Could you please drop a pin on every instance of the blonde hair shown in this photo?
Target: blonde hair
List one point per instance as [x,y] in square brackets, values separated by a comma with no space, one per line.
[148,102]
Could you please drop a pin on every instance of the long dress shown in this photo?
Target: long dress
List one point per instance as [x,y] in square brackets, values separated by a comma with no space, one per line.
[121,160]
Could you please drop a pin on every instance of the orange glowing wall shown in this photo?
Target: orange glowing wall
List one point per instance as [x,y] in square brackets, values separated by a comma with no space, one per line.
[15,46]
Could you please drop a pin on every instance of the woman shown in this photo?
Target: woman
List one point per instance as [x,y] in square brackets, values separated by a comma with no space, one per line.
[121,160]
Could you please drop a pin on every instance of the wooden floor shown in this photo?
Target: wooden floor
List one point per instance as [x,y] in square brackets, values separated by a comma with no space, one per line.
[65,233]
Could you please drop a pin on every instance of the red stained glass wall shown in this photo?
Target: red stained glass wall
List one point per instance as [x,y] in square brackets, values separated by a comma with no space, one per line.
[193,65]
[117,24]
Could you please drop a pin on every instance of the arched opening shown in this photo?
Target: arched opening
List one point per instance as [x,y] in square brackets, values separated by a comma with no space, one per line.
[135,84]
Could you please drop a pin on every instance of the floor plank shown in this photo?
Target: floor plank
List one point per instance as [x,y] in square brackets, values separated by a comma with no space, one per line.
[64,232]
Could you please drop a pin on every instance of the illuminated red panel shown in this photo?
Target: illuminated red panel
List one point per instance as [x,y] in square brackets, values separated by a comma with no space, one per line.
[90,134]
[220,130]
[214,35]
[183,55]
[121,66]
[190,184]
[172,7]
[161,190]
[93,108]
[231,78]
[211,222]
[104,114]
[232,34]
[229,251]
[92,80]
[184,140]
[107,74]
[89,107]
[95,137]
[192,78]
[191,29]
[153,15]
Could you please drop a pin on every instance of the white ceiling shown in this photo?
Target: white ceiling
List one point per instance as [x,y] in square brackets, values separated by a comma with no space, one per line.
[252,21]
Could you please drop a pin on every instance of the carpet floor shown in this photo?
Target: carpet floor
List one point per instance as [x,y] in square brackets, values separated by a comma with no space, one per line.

§ **What you need to do**: Examine each line of the listing for the word "dress" and state only how many lines contain it.

§ **Expected output**: 2